>> Begin Quoted text

Looking at the Light

Topic: Physical Sciences Subtopic: Light & Optics

Case Study

of an Exhibition

by Wendy Pollock

Published on May 09, 2007, Modified on May 17, 2010

  • Description and goals

    Looking at the Light was a traveling exhibition with a big mission: to demonstrate the power of hands-on exhibits and (as we said in the final report) “to facilitate sharing of the Exploratorium’s expertise and vision.” At the time the project was initiated (the NSF proposal was submitted in May 1980), science centers were few in number, and almost no traveling exhibitions about science were available anywhere. (ASTC had some, but most were static artwork.)

  • Development process and challenges

    The early Exploratorium was committed to the idea of the “working prototype.” With the workshop located right inside the door and an ongoing commitment to curiosity and change, the organization wasn’t thinking about dressing up exhibits in laminate and putting them on the road. Sheila Grinell, then head of ASTC’s Traveling Exhibition Service and collaborator in the founding of the Exploratorium, persuaded Frank Oppenheimer and others there to consider the possibility.

>> End Quoted text

# Complete the following
(1) Put this sentence from the Looking at the Light case study into Spanish: "The early Exploratorium was committed to the idea of the “working prototype.”"
(2) Pick up the Looking at the Light case study right after its last sentence and write what comes next.

>> Begin Provided data

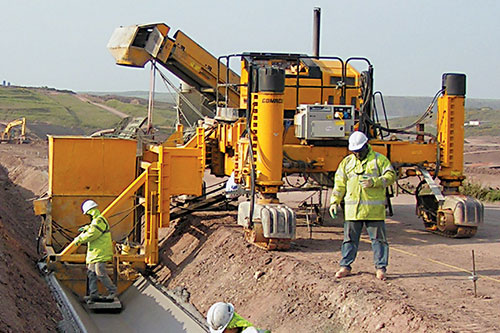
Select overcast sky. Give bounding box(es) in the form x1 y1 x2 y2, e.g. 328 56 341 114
0 0 500 99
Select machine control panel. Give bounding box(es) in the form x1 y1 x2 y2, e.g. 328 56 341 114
294 104 354 140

>> End Provided data

# Written answers
(1) El Exploratorium de los primeros tiempos estaba comprometido con la idea del «prototipo funcional».

(2)
    The result was a collection of 17 exhibits about mirrors, images, and shadows, which went on the road in late 1981 and traveled for four years before it was sold in 1985 to Science Place in Dallas.

    Every site along the way was visited for two days by an Exploratorium staff person, who talked with both exhibits and education staff (and also at times with board members and the press) about the concepts underlying each exhibit, mechanical aspects of exhibit design, and the Exploratorium’s philosophy.

  • Lessons learned, mistakes we made (and what we did about them)

    The impact of this traveling exhibition was profound. We tallied 600,000 visits over the course of a tour to 15 cities—by today’s standards, not a high number. But not only were visitors reportedly “engrossed,” “joyful,” and “highly involved”; the museums themselves were inspired to undertake new projects and build their own versions of these exhibits. For some, like the Buhl Planetarium, the experience helped build support for transformation to a new kind of institution.

    As was the norm for that period, no formal evaluation was done. But as more than one museum reported, the site visit by Exploratorium staff was “the KEY in making this exhibit effective.” For me, Looking at the Light demonstrated the power of human connections and a good idea, experienced firsthand.

  • Exhibition Opened: November 1981

  • Traveling Exhibition: Yes

  • Location: San Francisco, None, United States

  • Estimated Cost: $100,000 to $500,000 (US)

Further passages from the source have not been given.